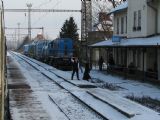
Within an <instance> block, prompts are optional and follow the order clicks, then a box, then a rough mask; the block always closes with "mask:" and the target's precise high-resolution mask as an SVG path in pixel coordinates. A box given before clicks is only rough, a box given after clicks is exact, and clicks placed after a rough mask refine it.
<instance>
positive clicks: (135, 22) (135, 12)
mask: <svg viewBox="0 0 160 120" xmlns="http://www.w3.org/2000/svg"><path fill="white" fill-rule="evenodd" d="M133 15H134V17H133V31H136V26H137V12H136V11H134V13H133Z"/></svg>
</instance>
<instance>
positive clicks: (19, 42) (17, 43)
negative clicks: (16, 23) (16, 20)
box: [17, 23, 20, 47]
mask: <svg viewBox="0 0 160 120" xmlns="http://www.w3.org/2000/svg"><path fill="white" fill-rule="evenodd" d="M17 25H18V43H17V45H18V47H19V43H20V23H17Z"/></svg>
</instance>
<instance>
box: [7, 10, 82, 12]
mask: <svg viewBox="0 0 160 120" xmlns="http://www.w3.org/2000/svg"><path fill="white" fill-rule="evenodd" d="M30 11H31V12H81V10H69V9H68V10H65V9H30ZM4 12H28V9H4Z"/></svg>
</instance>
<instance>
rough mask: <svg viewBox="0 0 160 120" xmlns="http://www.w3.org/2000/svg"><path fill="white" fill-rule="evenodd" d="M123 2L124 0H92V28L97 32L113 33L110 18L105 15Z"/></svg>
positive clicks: (123, 1)
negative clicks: (102, 31)
mask: <svg viewBox="0 0 160 120" xmlns="http://www.w3.org/2000/svg"><path fill="white" fill-rule="evenodd" d="M124 1H126V0H93V3H92V7H93V26H94V27H96V29H97V30H98V31H106V32H110V31H113V25H112V16H109V15H107V13H109V12H110V11H111V9H113V8H115V7H116V6H117V5H119V4H121V3H122V2H124Z"/></svg>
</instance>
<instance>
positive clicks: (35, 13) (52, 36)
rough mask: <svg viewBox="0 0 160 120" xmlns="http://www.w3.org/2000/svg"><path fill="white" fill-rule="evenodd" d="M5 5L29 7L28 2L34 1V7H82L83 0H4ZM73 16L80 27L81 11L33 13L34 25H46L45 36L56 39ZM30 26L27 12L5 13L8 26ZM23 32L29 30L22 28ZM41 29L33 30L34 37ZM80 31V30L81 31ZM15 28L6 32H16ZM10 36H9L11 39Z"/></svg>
mask: <svg viewBox="0 0 160 120" xmlns="http://www.w3.org/2000/svg"><path fill="white" fill-rule="evenodd" d="M3 1H4V7H5V8H6V9H7V8H8V9H11V8H16V9H19V8H23V9H24V8H27V7H26V3H32V5H33V6H32V8H40V9H42V8H44V9H73V10H74V9H75V10H80V9H81V0H3ZM71 16H73V17H74V18H75V22H76V23H77V24H78V28H79V29H80V23H81V15H80V13H32V20H31V21H32V27H44V33H45V36H48V37H49V38H51V39H54V38H56V37H57V36H58V34H59V31H60V28H61V27H62V25H63V23H64V21H65V20H66V19H68V18H69V17H71ZM17 23H20V27H27V26H28V18H27V14H26V13H17V12H16V13H15V12H11V13H7V12H6V13H5V25H6V27H18V25H17ZM20 32H21V33H22V34H27V30H21V31H20ZM39 32H41V30H32V37H35V36H36V34H37V33H39ZM79 32H80V31H79ZM16 33H17V31H15V30H6V34H16ZM9 38H10V37H8V39H9ZM11 39H12V38H11Z"/></svg>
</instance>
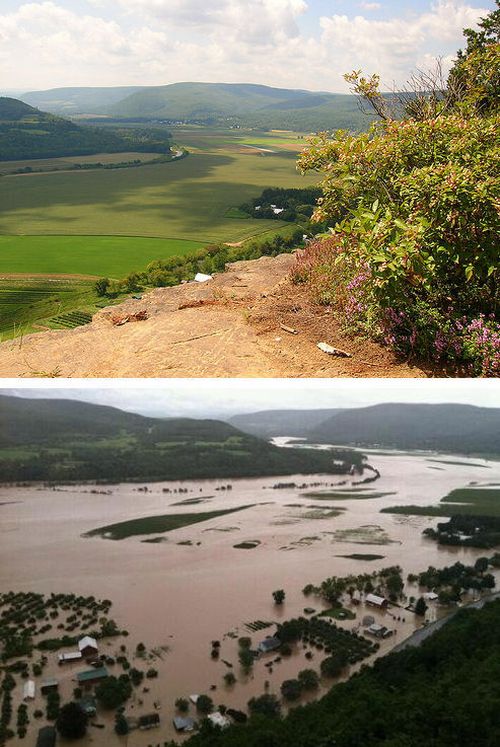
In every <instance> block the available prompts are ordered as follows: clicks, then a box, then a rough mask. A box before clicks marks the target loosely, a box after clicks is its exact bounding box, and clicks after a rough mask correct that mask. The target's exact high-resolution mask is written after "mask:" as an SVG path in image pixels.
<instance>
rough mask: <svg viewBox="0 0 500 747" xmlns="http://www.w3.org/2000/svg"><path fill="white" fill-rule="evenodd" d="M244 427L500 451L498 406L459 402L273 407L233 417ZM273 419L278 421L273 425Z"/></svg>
mask: <svg viewBox="0 0 500 747" xmlns="http://www.w3.org/2000/svg"><path fill="white" fill-rule="evenodd" d="M230 422H231V423H233V424H235V425H237V426H238V428H240V429H241V430H243V431H246V432H247V433H252V434H253V435H257V436H262V437H266V438H270V437H272V436H296V437H302V438H305V439H307V441H308V442H310V443H331V444H340V445H342V446H360V447H365V448H366V447H369V446H379V447H383V448H395V449H430V450H436V451H447V452H454V453H459V454H492V455H493V454H500V409H498V408H488V407H473V406H470V405H457V404H442V405H441V404H439V405H427V404H380V405H374V406H372V407H362V408H352V409H342V410H338V411H333V412H331V411H328V410H316V411H312V412H311V411H310V410H305V411H300V410H295V411H288V413H283V411H276V417H274V414H273V411H266V412H260V413H253V414H249V415H238V416H236V417H234V418H231V419H230ZM273 422H274V425H273Z"/></svg>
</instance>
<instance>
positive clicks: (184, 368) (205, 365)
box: [0, 254, 428, 378]
mask: <svg viewBox="0 0 500 747" xmlns="http://www.w3.org/2000/svg"><path fill="white" fill-rule="evenodd" d="M294 261H295V260H294V257H293V256H292V255H289V254H284V255H280V256H279V257H276V258H271V257H262V258H261V259H258V260H252V261H245V262H236V263H234V264H232V265H230V266H229V268H228V270H227V271H226V272H225V273H221V274H220V275H217V276H215V277H214V278H213V280H210V281H208V282H206V283H196V282H192V283H187V284H184V285H180V286H176V287H174V288H158V289H156V290H154V291H151V292H149V293H147V294H145V295H144V296H143V297H142V299H140V300H128V301H126V302H125V303H123V304H120V305H119V306H113V307H108V308H107V309H103V310H102V311H100V312H98V313H97V314H96V315H95V316H94V319H93V321H92V323H91V324H88V325H86V326H85V327H79V328H77V329H74V330H69V331H46V332H40V333H38V334H34V335H29V336H27V337H24V338H20V339H16V340H9V341H7V342H3V343H1V344H0V376H2V377H30V376H63V377H81V378H86V377H103V378H108V377H118V378H119V377H191V378H192V377H273V378H280V377H291V378H295V377H306V378H311V377H395V378H410V377H425V376H427V375H428V374H427V373H426V372H425V371H424V370H422V369H420V368H418V367H416V366H411V365H409V364H408V363H402V362H400V361H398V360H397V359H396V357H395V356H394V355H393V354H392V353H391V352H390V351H388V350H386V349H384V348H383V347H381V346H379V345H377V344H376V343H373V342H370V341H367V340H363V339H350V338H346V337H345V336H344V335H343V334H342V333H341V331H340V329H339V325H338V323H337V322H336V320H335V317H334V315H333V314H332V313H331V312H330V311H328V309H325V308H323V307H321V306H318V305H316V304H313V303H311V301H310V300H309V299H308V297H307V294H306V291H305V289H302V288H301V287H299V286H295V285H292V284H291V282H290V280H289V277H288V276H289V272H290V268H291V267H292V265H293V263H294ZM135 315H138V316H139V318H140V319H142V321H129V322H128V323H124V324H122V325H121V326H115V324H114V322H116V321H117V320H118V319H121V320H124V319H126V318H127V317H131V318H133V317H134V316H135ZM145 317H147V318H145ZM284 328H288V331H287V329H284ZM289 330H295V331H296V332H297V334H292V333H291V332H290V331H289ZM318 342H326V343H328V344H329V345H332V346H334V347H336V348H340V349H342V350H345V351H347V352H349V353H350V354H351V355H352V357H351V358H337V357H333V356H329V355H327V354H326V353H324V352H322V351H321V350H319V349H318V348H317V343H318Z"/></svg>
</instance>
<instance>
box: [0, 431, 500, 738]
mask: <svg viewBox="0 0 500 747" xmlns="http://www.w3.org/2000/svg"><path fill="white" fill-rule="evenodd" d="M281 443H283V442H281ZM368 462H369V463H370V464H371V465H372V466H373V467H374V468H375V469H376V470H378V471H379V472H380V478H379V479H377V480H376V481H375V482H373V483H369V484H366V485H355V484H354V483H356V482H359V480H360V478H359V476H357V477H349V478H347V479H346V478H342V477H336V476H330V475H328V476H325V475H313V476H304V475H297V476H294V477H289V476H287V477H284V478H262V479H244V480H227V479H224V480H223V481H218V480H203V481H193V482H190V481H183V482H177V483H173V482H169V483H152V484H147V483H143V484H141V485H140V486H139V485H132V484H121V485H113V486H105V487H102V486H100V487H99V488H98V489H97V491H98V492H91V491H92V490H93V488H92V486H89V485H83V486H71V487H68V486H66V487H61V488H57V489H41V488H36V487H30V488H10V487H9V488H7V487H4V488H0V516H1V522H0V591H2V592H4V591H8V590H11V589H12V590H16V591H36V592H40V593H44V594H50V593H51V592H55V593H59V592H64V593H70V592H73V593H75V594H78V595H85V596H89V595H94V596H96V597H98V598H108V599H111V600H112V601H113V608H112V612H111V616H112V617H113V618H114V619H115V620H116V621H117V622H118V624H119V626H120V627H123V628H126V629H127V630H128V631H129V637H128V638H127V639H120V640H119V641H118V642H116V641H114V640H113V639H107V640H104V641H103V642H102V646H101V653H109V654H112V655H115V654H116V651H117V649H118V647H119V644H121V643H125V644H126V645H127V648H128V651H129V652H130V653H129V658H130V659H133V652H134V651H135V646H136V645H137V643H138V642H140V641H143V642H144V643H145V644H146V646H147V648H148V649H149V650H151V649H154V650H156V651H157V652H158V653H157V656H156V658H155V660H154V663H153V664H152V665H153V666H154V667H156V668H157V669H158V672H159V676H158V678H157V679H155V680H151V682H150V681H148V683H147V686H148V688H149V692H146V693H143V692H142V688H138V690H137V691H135V695H134V698H135V700H132V701H130V702H129V704H128V705H127V709H126V712H127V714H131V715H134V714H135V715H139V714H142V713H150V712H151V711H153V710H154V707H155V704H156V707H157V709H158V712H159V714H160V717H161V727H160V729H155V730H154V731H152V732H138V731H135V732H133V733H132V734H131V735H130V736H129V738H128V740H129V744H130V745H133V746H134V747H135V746H136V745H137V747H143V746H144V747H147V745H150V744H155V745H156V744H158V743H159V742H161V743H162V742H163V741H164V740H166V739H171V738H173V737H174V736H175V735H174V731H173V727H172V717H173V716H174V713H175V709H174V701H175V700H176V699H177V698H179V697H189V695H190V694H195V693H196V694H199V693H206V694H208V695H210V697H212V698H213V700H214V703H215V704H216V705H218V704H220V703H223V704H225V705H226V706H229V707H233V708H244V707H245V706H246V703H247V701H248V700H249V698H250V697H252V696H253V695H260V694H261V693H262V692H263V691H264V683H265V681H266V680H267V681H268V682H269V691H270V692H275V693H277V694H279V687H280V685H281V683H282V682H283V680H285V679H288V678H291V677H295V676H296V674H297V672H298V671H299V670H300V669H303V668H305V667H306V666H307V667H311V668H314V669H316V670H317V671H318V670H319V664H320V661H321V656H320V653H318V652H317V653H315V654H314V657H313V658H312V660H310V661H307V660H306V659H305V656H304V651H303V650H302V648H301V647H300V648H297V649H296V650H294V651H293V653H292V655H291V656H290V657H283V658H281V661H280V662H277V663H276V664H275V665H274V666H273V667H272V671H270V667H265V666H264V665H265V663H266V662H268V661H270V660H273V659H275V658H276V656H273V655H272V654H271V655H266V656H265V657H263V658H262V659H259V660H257V662H256V664H255V666H254V668H253V671H252V673H251V674H250V675H244V674H242V672H241V671H240V667H239V664H238V654H237V640H236V639H237V638H238V637H239V636H251V637H252V643H253V645H254V646H256V645H257V644H258V643H259V641H260V640H262V639H263V638H264V637H265V636H266V635H268V634H272V632H273V630H274V627H273V626H270V627H269V628H267V629H265V630H262V631H261V632H258V633H255V632H251V630H250V629H249V628H248V627H247V625H248V624H249V623H252V622H253V621H257V620H260V621H265V622H269V623H273V622H279V621H283V620H285V619H289V618H292V617H296V616H298V615H302V614H303V610H304V608H305V607H309V606H310V607H313V608H315V609H316V610H318V611H319V610H321V609H322V608H326V606H327V605H326V604H324V603H323V602H321V601H320V600H319V599H317V598H315V597H307V598H306V597H305V596H304V595H303V594H302V592H301V590H302V588H303V587H304V586H305V585H306V584H308V583H313V584H317V583H320V582H321V581H322V580H323V579H324V578H326V577H328V576H332V575H337V576H346V575H348V574H351V573H352V574H358V573H363V572H372V571H375V570H377V569H380V568H382V567H385V566H390V565H396V564H398V565H400V566H402V568H403V571H404V577H406V574H407V573H409V572H418V571H421V570H424V569H425V568H427V566H429V565H435V566H437V567H440V566H443V565H448V564H450V563H453V562H455V561H456V560H461V561H462V562H464V563H471V562H474V560H475V559H476V558H477V557H478V556H480V555H484V554H485V551H480V550H469V549H465V548H451V547H446V548H445V547H439V546H438V545H437V544H436V543H434V542H432V541H430V540H428V539H426V538H424V537H423V536H422V530H423V529H425V528H426V527H428V526H433V525H435V524H436V522H437V521H439V519H436V518H429V517H425V516H411V517H406V516H401V515H399V516H398V515H392V514H385V513H380V509H381V508H384V507H388V506H394V505H402V504H414V505H422V506H425V505H429V504H435V503H437V502H438V501H439V500H440V499H441V498H442V497H444V496H445V495H446V494H447V493H449V492H450V490H452V489H454V488H462V487H466V486H468V485H469V484H470V483H474V484H477V485H481V484H485V485H486V484H489V483H500V463H498V462H486V461H484V460H480V459H477V458H476V459H466V458H462V457H456V458H453V457H450V456H449V455H447V456H440V455H438V454H421V453H419V454H415V455H411V454H404V453H398V452H394V453H390V452H387V451H386V452H383V453H376V452H373V453H370V454H369V456H368ZM228 483H230V484H231V486H232V489H231V490H227V489H225V490H224V489H221V488H223V487H225V486H227V484H228ZM279 483H281V486H280V487H279V488H276V487H275V486H276V485H277V484H279ZM292 483H295V486H293V485H292ZM342 483H343V484H342ZM297 486H305V487H297ZM144 488H147V490H144ZM166 491H168V492H166ZM180 491H181V492H180ZM338 492H340V493H342V496H341V497H340V498H339V497H338V496H337V497H336V498H335V499H330V498H329V497H328V493H334V494H335V495H337V493H338ZM306 493H307V495H305V494H306ZM350 493H351V495H356V498H352V497H349V495H350ZM240 507H245V508H243V509H242V510H240V511H233V512H232V513H228V514H226V515H222V516H217V517H215V518H212V519H209V520H207V521H200V522H199V523H196V524H191V525H189V526H183V527H182V528H178V529H175V530H173V531H170V532H167V533H165V534H162V535H160V534H151V535H148V536H147V537H146V536H132V537H129V538H127V539H123V540H110V539H104V538H102V537H84V536H83V535H85V534H86V533H88V532H90V531H92V530H94V529H96V528H98V527H102V526H106V525H110V524H114V523H117V522H121V521H129V520H131V519H139V518H141V517H146V516H147V517H149V516H161V515H164V514H169V515H170V514H186V513H193V514H197V513H200V512H212V511H223V510H225V509H237V508H240ZM160 537H161V538H162V541H154V542H151V541H147V542H145V541H144V540H146V539H147V540H151V539H153V540H156V539H159V538H160ZM236 545H239V546H240V547H235V546H236ZM367 554H374V555H378V556H382V558H379V559H376V560H372V561H367V560H365V559H355V558H353V557H352V556H358V557H359V556H364V555H367ZM486 554H488V553H486ZM347 556H351V557H347ZM275 589H284V590H285V592H286V599H285V602H284V604H283V605H281V606H277V605H275V604H274V602H273V599H272V592H273V590H275ZM410 593H411V591H410ZM414 593H416V590H415V592H414ZM353 609H354V608H353ZM354 611H355V612H356V615H357V617H356V619H355V620H350V621H342V622H340V623H339V624H340V625H343V626H345V627H347V628H349V629H352V628H355V627H357V626H358V625H359V624H360V622H361V619H362V618H363V616H364V615H365V614H366V613H367V610H366V608H365V607H364V605H361V606H360V607H359V608H357V609H355V610H354ZM430 613H431V615H436V614H440V613H439V611H438V610H436V609H431V611H430ZM369 614H372V615H373V616H374V617H375V618H376V620H377V621H383V622H384V624H385V625H388V626H390V627H391V628H393V629H395V630H397V633H396V634H395V635H394V636H393V637H392V638H390V639H387V640H384V641H382V643H381V649H380V652H381V653H383V652H385V651H387V650H389V649H390V648H391V647H392V646H394V645H395V644H397V643H399V642H400V641H401V640H402V639H403V638H404V637H406V636H408V635H410V634H411V633H412V632H413V630H414V629H415V627H416V626H418V625H420V620H418V621H416V619H415V617H414V616H413V614H412V613H409V612H404V613H402V614H399V613H398V616H400V617H401V618H404V621H403V619H401V620H397V619H396V620H394V619H393V618H392V616H390V613H388V612H379V611H378V610H376V611H372V610H370V612H369ZM213 640H218V641H220V642H221V653H220V657H219V659H217V660H214V659H212V658H211V656H210V652H211V641H213ZM56 660H57V656H56V654H49V665H48V667H47V669H46V671H45V672H44V675H51V674H54V675H56V676H57V677H58V678H59V679H60V682H61V694H62V699H63V701H64V700H67V699H69V698H71V694H72V691H73V688H74V687H75V682H74V679H75V676H76V672H77V671H79V670H81V669H82V666H81V664H80V665H78V664H75V665H73V664H72V665H68V666H67V667H65V668H63V669H60V668H58V666H57V663H56ZM225 662H226V663H225ZM229 664H231V665H232V668H231V670H232V671H233V672H234V673H235V675H236V677H237V682H236V684H235V685H234V686H231V687H228V686H226V685H225V684H224V681H223V676H224V674H225V673H226V672H227V671H229V668H230V667H229V666H228V665H229ZM133 665H134V666H140V665H141V662H140V660H137V661H135V660H134V661H133ZM115 669H116V670H117V671H116V673H118V669H119V667H115ZM120 671H121V670H120ZM351 671H353V670H352V669H351ZM113 673H115V671H114V670H113ZM323 684H324V686H325V687H326V686H329V685H330V684H331V682H324V683H323ZM214 686H215V689H214ZM18 689H19V688H18ZM19 697H20V696H19V694H18V695H17V701H16V705H17V702H19ZM140 700H141V701H142V703H141V702H139V701H140ZM41 702H42V701H41V698H40V697H39V695H38V694H37V699H36V701H35V705H34V706H33V707H38V706H39V704H40V703H41ZM30 709H31V706H30ZM96 720H97V721H98V722H99V723H102V724H107V727H106V728H105V729H102V730H100V729H94V728H90V729H89V735H88V736H87V737H86V739H85V740H83V741H82V742H81V743H82V744H85V743H89V744H90V743H92V744H95V745H99V746H100V745H102V746H103V747H104V745H108V744H112V743H116V744H118V743H119V741H120V740H119V738H118V737H116V736H115V735H114V733H113V732H112V730H111V729H112V718H108V717H106V716H103V715H102V714H98V717H97V719H96ZM108 722H109V723H108ZM32 724H33V721H32ZM34 733H35V732H34V729H33V725H32V726H31V727H30V729H29V731H28V736H29V739H28V741H29V743H32V742H33V734H34ZM9 743H10V744H22V743H23V742H22V741H21V740H16V739H14V740H12V742H9Z"/></svg>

* **Work instruction**: Wherever the string "resolution" appears in the entries above, return the line it appears on.

* **Exercise response**:
Within an <instance> block, prompts are optional and follow the order clicks, then a box, then a rough mask; the block always closes with "mask:" and the target's precise high-resolution mask as an SVG path in pixel coordinates. A box given before clicks is only rough, a box given after clicks is exact, and clicks placed after a rough mask refine it.
In every <instance> block the available prompts are ordered as follows: clicks, then a box, then a rough mask. A box before clicks marks the target loosely, a box after clicks is its exact bounding box, and clicks after a rough mask correct that mask. The target's exact high-resolution mask is written after "mask:" as an SVG path in image pixels.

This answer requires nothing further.